[The problem]: Can you update the data from the line with "locate: light hardwood" through the end of the data, swapping "kitchen" for "galley" and changing nothing else? Return only those lines.

[Entries]:
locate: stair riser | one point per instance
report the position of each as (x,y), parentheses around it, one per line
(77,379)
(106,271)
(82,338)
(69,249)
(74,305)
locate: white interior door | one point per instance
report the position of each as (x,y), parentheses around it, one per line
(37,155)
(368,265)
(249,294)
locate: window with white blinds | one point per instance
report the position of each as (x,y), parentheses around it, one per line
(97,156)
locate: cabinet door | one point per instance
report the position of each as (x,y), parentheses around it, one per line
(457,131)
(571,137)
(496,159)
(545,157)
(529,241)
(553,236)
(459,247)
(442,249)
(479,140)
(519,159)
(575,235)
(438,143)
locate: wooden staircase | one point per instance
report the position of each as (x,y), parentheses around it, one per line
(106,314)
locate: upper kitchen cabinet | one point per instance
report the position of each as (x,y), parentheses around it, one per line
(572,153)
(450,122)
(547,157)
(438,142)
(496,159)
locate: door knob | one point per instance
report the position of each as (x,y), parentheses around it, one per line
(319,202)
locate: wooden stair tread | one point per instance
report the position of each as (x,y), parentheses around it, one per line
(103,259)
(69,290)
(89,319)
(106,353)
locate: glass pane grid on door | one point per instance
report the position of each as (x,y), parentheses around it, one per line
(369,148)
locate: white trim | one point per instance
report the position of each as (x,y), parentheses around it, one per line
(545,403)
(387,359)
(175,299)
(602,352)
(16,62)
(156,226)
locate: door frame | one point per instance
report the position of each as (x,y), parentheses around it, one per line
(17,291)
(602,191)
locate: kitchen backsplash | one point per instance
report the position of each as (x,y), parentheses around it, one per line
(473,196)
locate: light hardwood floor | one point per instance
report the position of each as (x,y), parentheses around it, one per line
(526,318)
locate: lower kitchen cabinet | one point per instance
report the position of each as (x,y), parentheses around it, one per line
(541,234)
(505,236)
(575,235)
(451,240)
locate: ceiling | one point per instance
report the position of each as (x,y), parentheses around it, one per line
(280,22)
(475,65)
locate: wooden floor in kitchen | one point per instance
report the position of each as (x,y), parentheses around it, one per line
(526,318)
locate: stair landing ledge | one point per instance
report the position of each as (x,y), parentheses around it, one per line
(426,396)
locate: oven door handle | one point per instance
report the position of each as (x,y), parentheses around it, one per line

[Answer for the task]:
locate: light hardwood floor | one point per instance
report the position of each as (x,y), parentheses around it, one per line
(526,318)
locate: lower galley cabinet | one point per instance
report the position of each as (x,y), parentheses around it, one per line
(541,234)
(505,236)
(575,235)
(451,240)
locate: ceiling | one point per instance
report the position of each as (x,y), parentheses around it, one per line
(280,22)
(475,65)
locate: wooden floor in galley | one point per instance
report the position of each as (x,y), parentheses around it, one per line
(526,318)
locate: stair landing ledge | one point per instance
report the position of each as (x,y), parentheses around it, one per line
(426,396)
locate: oven door handle | one point per instance
report the position of each as (x,y), parentheses around it, one per line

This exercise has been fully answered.